List every line in the records below that contains the string "wave", matching case exactly.
-------- Raw data --------
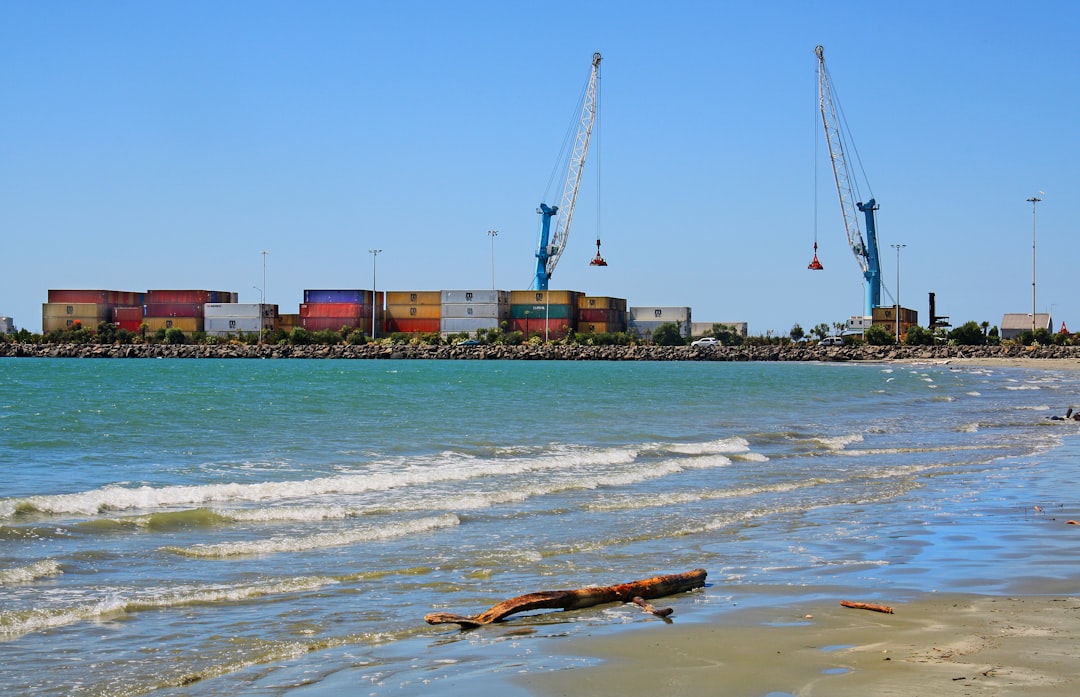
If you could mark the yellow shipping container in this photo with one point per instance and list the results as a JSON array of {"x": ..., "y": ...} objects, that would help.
--------
-------- Raw data --------
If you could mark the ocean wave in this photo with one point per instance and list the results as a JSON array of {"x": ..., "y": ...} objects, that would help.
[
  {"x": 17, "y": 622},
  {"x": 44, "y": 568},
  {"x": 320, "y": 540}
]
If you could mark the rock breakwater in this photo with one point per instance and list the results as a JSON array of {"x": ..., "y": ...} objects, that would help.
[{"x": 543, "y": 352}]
--------
-------- Raw data --------
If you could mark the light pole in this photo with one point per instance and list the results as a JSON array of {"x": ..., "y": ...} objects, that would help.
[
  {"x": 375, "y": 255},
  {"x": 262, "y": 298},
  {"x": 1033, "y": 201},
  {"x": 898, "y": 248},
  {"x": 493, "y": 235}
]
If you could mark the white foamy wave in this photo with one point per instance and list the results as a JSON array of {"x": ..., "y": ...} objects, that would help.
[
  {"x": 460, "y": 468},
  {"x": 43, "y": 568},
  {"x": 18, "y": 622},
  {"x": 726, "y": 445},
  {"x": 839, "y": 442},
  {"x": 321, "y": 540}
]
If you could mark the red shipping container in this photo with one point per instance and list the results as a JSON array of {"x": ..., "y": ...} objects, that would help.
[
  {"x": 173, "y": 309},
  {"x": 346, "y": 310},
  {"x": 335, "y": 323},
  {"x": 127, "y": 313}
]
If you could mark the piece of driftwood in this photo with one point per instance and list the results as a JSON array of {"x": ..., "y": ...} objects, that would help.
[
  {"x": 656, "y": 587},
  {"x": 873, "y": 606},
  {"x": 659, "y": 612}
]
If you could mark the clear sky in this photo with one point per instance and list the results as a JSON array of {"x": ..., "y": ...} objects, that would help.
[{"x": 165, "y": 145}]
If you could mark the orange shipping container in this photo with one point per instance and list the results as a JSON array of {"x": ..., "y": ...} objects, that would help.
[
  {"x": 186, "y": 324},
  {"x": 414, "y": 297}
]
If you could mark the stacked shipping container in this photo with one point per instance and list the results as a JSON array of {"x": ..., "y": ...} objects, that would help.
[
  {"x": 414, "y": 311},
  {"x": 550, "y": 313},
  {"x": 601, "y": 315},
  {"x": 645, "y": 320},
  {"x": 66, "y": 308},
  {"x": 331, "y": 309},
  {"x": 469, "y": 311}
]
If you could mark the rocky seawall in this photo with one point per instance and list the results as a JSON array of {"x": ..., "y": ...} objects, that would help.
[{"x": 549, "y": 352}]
--------
**Exercise output:**
If you could mark the ocean wave in this photo with one point per instance and list the results as a JSON array of {"x": ..., "y": ...} objects, that would help.
If you could mark the white foamy wave in this photo with one point per instance and list the results as a JSON array of {"x": ..., "y": ...} objects, that would help.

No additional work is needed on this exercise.